*Goal*: Write out exactly the lines below that run from the line containing "Task: locate the cliff" through the last line of the records.

begin Data for this task

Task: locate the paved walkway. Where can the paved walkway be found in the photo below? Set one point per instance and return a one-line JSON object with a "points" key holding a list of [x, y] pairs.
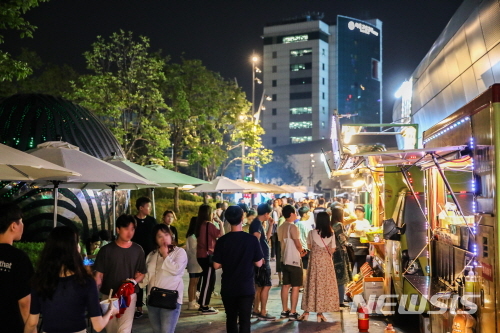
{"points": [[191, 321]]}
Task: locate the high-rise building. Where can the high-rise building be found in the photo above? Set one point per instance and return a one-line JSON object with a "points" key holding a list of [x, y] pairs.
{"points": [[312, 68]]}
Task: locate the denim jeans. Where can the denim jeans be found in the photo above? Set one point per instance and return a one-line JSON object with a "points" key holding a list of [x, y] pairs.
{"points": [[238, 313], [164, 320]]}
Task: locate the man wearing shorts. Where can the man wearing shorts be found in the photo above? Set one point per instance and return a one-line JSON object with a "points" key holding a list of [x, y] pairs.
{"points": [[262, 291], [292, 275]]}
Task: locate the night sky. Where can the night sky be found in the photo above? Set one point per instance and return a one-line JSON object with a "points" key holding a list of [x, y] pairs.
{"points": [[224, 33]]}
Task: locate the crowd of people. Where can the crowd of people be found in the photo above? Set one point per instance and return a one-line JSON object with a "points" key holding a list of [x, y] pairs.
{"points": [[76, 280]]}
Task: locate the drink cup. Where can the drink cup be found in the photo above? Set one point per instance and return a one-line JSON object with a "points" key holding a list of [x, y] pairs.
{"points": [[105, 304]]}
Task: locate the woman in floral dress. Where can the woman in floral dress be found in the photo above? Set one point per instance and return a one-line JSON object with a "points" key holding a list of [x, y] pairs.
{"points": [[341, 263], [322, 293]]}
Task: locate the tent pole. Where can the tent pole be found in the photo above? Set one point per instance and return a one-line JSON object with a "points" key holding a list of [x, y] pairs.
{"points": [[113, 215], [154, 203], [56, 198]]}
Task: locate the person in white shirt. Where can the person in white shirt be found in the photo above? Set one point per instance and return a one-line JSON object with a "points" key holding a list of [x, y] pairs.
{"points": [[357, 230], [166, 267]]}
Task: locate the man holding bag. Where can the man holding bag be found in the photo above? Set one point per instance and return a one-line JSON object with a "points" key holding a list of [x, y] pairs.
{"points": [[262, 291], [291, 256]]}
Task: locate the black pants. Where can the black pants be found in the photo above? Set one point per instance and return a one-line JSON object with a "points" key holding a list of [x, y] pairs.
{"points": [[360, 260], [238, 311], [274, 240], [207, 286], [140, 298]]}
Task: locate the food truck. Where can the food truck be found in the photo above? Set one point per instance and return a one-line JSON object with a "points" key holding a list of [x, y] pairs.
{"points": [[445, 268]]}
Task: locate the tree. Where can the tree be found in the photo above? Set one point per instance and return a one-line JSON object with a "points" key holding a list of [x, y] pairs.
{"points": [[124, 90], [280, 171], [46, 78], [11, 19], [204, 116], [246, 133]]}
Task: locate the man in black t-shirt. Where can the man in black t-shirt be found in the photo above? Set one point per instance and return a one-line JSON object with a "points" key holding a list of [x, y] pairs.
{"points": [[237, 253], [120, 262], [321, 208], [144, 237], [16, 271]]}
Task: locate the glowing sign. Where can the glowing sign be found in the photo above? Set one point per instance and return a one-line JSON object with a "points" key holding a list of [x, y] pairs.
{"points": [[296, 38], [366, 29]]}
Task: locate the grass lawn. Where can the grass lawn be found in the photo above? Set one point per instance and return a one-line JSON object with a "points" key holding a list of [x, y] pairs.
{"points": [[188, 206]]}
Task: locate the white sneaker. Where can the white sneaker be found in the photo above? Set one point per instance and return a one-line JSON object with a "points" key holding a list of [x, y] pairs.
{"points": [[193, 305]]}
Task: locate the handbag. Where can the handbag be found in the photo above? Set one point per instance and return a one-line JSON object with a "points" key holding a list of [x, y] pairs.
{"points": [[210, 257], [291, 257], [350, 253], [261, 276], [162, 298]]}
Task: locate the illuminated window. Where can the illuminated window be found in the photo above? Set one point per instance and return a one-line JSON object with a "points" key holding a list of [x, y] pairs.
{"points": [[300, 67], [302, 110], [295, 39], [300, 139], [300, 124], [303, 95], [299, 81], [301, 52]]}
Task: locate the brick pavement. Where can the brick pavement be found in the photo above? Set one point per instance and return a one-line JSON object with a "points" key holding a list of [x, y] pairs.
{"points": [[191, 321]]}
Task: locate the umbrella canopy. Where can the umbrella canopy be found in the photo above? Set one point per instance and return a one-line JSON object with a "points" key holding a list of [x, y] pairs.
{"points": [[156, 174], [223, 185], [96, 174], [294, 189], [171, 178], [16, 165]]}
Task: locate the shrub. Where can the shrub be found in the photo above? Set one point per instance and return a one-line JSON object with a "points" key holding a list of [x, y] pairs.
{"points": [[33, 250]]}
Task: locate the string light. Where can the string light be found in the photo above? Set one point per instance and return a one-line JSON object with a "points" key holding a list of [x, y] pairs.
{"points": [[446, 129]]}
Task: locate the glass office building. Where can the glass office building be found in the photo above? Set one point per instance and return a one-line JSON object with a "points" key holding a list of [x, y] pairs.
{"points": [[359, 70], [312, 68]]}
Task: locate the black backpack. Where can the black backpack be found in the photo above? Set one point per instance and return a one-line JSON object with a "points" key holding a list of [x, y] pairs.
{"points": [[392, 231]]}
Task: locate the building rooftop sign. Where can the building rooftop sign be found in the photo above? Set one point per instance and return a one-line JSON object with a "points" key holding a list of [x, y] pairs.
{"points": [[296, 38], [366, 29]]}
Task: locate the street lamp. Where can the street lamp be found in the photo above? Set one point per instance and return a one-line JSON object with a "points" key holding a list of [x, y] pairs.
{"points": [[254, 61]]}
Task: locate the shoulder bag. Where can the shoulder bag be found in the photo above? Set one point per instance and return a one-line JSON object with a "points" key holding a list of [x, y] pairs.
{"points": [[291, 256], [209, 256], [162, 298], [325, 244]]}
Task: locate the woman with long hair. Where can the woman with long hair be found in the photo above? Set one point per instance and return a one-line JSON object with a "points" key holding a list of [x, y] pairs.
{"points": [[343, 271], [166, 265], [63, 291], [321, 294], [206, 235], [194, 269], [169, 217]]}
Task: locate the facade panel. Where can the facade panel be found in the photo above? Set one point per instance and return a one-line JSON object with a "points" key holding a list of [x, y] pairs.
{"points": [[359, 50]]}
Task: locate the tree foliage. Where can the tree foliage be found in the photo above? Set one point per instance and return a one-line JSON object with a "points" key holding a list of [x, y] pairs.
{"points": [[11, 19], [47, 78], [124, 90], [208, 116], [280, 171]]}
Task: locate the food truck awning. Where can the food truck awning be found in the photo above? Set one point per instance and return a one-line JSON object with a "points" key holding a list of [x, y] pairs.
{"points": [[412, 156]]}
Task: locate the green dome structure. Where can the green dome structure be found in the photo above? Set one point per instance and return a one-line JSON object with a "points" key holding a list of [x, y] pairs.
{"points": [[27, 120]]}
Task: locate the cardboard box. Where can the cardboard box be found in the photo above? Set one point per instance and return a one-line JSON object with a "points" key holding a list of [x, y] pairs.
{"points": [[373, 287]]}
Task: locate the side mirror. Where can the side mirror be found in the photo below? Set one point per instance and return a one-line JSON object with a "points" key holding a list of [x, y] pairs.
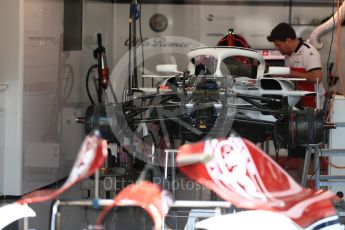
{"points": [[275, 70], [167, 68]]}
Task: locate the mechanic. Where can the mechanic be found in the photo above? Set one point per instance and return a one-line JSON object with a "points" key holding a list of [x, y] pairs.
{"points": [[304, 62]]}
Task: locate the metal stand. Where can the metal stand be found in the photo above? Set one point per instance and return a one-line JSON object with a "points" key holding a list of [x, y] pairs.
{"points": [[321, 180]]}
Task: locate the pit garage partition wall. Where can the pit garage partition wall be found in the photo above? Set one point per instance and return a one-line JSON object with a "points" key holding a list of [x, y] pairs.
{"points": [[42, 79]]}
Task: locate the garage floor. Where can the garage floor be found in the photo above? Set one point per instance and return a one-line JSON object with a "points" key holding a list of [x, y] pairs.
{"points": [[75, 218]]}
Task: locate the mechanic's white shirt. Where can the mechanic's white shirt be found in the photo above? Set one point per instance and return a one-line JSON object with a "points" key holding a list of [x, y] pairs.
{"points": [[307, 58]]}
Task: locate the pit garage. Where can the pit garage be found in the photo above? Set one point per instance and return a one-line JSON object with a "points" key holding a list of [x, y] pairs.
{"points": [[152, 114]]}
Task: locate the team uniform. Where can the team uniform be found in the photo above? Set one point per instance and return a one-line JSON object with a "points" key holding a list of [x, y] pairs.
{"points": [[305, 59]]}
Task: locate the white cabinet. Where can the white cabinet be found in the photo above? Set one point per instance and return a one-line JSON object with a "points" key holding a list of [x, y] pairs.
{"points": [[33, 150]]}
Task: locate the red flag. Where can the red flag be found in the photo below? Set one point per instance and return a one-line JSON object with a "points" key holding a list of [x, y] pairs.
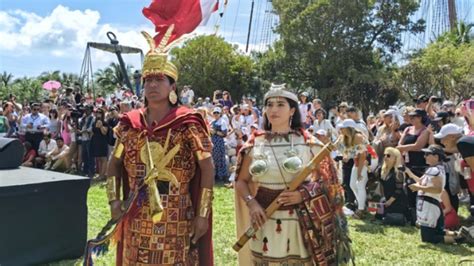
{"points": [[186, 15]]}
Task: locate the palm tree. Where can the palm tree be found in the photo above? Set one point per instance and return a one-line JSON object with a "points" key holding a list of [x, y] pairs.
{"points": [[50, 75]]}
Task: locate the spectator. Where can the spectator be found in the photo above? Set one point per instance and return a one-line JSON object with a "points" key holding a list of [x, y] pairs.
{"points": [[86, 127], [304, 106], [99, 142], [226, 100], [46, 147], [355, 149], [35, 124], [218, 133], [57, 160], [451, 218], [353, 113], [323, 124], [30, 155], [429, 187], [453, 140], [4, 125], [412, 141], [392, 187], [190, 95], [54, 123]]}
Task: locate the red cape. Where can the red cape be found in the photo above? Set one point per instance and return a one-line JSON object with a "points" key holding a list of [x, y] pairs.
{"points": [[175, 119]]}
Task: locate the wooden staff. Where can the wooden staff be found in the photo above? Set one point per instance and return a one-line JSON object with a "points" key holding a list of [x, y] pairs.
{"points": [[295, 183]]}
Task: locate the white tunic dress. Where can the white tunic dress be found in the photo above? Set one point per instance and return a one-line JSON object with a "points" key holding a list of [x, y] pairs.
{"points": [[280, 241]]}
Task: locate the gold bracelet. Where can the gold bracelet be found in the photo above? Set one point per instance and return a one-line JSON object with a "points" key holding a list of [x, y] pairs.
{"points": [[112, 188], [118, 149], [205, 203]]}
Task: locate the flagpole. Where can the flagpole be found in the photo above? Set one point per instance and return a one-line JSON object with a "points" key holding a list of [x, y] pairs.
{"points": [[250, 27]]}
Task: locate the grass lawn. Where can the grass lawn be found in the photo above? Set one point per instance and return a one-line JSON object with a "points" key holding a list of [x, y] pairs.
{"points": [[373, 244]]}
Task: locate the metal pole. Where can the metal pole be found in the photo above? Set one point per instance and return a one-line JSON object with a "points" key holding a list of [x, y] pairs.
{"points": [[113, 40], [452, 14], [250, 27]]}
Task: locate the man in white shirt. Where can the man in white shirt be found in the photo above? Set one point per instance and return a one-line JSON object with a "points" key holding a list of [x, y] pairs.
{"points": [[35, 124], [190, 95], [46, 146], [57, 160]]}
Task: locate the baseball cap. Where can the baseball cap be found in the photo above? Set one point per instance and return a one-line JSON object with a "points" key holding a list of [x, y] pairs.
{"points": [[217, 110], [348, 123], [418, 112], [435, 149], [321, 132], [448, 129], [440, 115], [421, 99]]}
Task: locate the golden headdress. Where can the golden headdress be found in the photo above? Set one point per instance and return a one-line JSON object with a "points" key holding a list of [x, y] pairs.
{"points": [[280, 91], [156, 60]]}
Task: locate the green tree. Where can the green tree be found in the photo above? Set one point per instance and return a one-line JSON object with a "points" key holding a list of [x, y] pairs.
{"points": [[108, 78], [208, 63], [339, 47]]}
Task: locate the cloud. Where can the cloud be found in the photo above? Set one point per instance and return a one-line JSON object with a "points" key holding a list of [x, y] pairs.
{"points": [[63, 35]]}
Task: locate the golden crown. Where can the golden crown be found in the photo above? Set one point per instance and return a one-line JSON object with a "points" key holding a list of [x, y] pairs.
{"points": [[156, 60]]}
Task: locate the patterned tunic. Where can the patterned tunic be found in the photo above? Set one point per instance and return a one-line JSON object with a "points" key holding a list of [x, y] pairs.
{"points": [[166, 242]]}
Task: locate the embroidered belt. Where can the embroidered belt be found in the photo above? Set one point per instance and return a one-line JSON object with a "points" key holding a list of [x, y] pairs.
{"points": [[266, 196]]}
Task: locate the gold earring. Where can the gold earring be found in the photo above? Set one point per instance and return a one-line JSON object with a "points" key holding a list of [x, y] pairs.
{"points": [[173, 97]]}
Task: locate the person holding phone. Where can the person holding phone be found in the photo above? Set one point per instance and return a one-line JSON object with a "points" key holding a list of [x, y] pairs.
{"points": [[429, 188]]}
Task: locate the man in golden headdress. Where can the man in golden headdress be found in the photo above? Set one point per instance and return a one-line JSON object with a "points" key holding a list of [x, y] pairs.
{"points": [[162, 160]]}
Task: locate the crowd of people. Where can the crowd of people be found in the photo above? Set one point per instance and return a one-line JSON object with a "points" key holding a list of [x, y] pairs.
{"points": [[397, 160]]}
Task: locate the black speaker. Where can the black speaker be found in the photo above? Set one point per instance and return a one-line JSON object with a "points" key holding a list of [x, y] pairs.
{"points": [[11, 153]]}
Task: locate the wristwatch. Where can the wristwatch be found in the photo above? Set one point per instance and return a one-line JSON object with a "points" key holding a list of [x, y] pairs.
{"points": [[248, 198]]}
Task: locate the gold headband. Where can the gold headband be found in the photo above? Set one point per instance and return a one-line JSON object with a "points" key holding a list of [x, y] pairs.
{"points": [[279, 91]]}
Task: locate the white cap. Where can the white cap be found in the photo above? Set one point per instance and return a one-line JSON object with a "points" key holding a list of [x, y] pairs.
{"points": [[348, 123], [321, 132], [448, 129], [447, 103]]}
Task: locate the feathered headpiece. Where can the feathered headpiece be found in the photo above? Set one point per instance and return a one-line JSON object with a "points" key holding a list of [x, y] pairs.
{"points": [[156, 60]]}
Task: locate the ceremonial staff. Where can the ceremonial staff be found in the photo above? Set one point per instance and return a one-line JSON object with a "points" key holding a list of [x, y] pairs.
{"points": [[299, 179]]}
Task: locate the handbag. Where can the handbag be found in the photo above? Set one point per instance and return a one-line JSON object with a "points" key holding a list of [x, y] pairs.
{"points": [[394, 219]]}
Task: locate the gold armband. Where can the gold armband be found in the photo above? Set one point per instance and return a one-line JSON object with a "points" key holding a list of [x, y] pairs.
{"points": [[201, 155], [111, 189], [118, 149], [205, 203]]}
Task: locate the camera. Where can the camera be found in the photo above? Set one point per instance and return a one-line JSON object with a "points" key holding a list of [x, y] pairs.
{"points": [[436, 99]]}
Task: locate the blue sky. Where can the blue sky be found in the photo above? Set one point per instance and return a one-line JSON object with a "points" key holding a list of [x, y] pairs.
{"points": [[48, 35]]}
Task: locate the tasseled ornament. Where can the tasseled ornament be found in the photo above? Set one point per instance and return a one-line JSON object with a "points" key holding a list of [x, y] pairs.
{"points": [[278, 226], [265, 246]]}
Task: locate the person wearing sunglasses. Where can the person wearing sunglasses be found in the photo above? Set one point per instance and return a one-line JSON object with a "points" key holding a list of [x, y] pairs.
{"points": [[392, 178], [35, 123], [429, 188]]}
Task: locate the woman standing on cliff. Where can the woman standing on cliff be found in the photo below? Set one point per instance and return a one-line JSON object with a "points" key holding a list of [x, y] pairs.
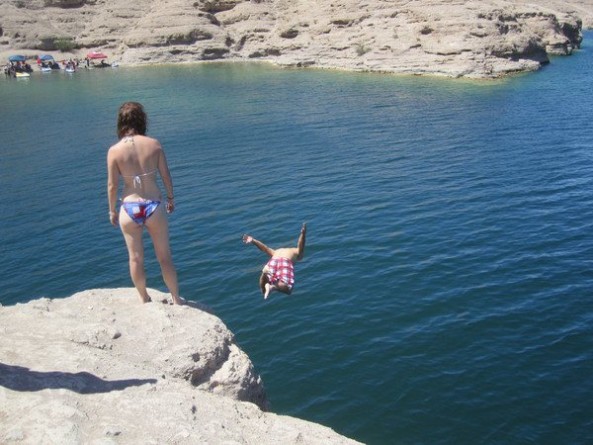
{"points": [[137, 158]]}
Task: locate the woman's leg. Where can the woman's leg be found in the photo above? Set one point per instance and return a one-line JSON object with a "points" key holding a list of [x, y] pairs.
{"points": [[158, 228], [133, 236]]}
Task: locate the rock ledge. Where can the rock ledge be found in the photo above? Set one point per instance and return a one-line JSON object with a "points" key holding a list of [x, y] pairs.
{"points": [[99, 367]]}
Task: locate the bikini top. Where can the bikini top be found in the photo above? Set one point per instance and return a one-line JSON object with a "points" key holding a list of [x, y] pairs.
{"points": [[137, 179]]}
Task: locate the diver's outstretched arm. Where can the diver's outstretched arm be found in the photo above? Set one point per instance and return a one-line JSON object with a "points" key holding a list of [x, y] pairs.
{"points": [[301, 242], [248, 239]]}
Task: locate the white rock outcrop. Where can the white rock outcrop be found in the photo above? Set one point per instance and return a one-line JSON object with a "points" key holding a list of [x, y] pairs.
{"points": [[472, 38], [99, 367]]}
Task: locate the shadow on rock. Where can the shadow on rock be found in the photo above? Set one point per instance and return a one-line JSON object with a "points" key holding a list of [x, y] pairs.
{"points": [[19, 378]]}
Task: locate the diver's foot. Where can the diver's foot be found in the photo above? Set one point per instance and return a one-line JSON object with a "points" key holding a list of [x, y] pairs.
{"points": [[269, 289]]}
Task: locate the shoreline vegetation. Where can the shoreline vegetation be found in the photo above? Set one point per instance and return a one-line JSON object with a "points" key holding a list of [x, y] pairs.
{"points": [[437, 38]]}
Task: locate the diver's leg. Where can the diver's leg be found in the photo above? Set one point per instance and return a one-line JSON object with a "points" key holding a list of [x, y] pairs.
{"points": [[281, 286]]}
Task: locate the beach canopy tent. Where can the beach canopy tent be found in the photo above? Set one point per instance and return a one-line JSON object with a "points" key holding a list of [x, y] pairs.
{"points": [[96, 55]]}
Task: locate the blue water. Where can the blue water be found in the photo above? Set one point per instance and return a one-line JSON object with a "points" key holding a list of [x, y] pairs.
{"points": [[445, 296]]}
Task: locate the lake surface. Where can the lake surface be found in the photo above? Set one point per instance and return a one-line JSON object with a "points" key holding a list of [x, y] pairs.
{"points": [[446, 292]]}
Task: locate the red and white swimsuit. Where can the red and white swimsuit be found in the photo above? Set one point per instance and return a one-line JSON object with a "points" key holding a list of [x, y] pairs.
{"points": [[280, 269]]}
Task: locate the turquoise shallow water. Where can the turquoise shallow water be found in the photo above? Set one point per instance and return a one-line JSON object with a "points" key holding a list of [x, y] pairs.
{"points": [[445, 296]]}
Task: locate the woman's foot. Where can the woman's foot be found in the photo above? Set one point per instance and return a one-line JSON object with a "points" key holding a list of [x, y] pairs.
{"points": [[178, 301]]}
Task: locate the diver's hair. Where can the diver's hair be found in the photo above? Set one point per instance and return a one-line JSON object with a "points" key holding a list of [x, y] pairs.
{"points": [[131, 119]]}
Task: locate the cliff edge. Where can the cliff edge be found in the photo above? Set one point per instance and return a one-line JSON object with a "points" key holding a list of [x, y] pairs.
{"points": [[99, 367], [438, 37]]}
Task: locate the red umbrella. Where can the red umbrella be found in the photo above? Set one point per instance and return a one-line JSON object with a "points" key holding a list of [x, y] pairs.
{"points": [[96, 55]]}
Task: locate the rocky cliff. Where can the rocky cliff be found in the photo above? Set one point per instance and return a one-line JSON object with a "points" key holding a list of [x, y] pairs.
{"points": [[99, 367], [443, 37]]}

end Data for this task

*Output of the task*:
Task: locate the cliff edge. Where can the cliff edge be found in the photo above? Set one point per instance and return a one-line JSON object with a "points" key holding a list of [x, y] pairs.
{"points": [[99, 367], [438, 37]]}
Task: locate the red umbrella. Where can the red umbrella be found in the photo above? Set one point per instance and return a one-line JSON object with a "points" key holding a list of [x, y] pairs.
{"points": [[96, 55]]}
Task: locate the rocky cliff. Where can the rocky cliff be found in the photo above? Set one point per instance and return a one-line JSON object with a "points" key holding a list of [x, y] pairs.
{"points": [[99, 367], [443, 37]]}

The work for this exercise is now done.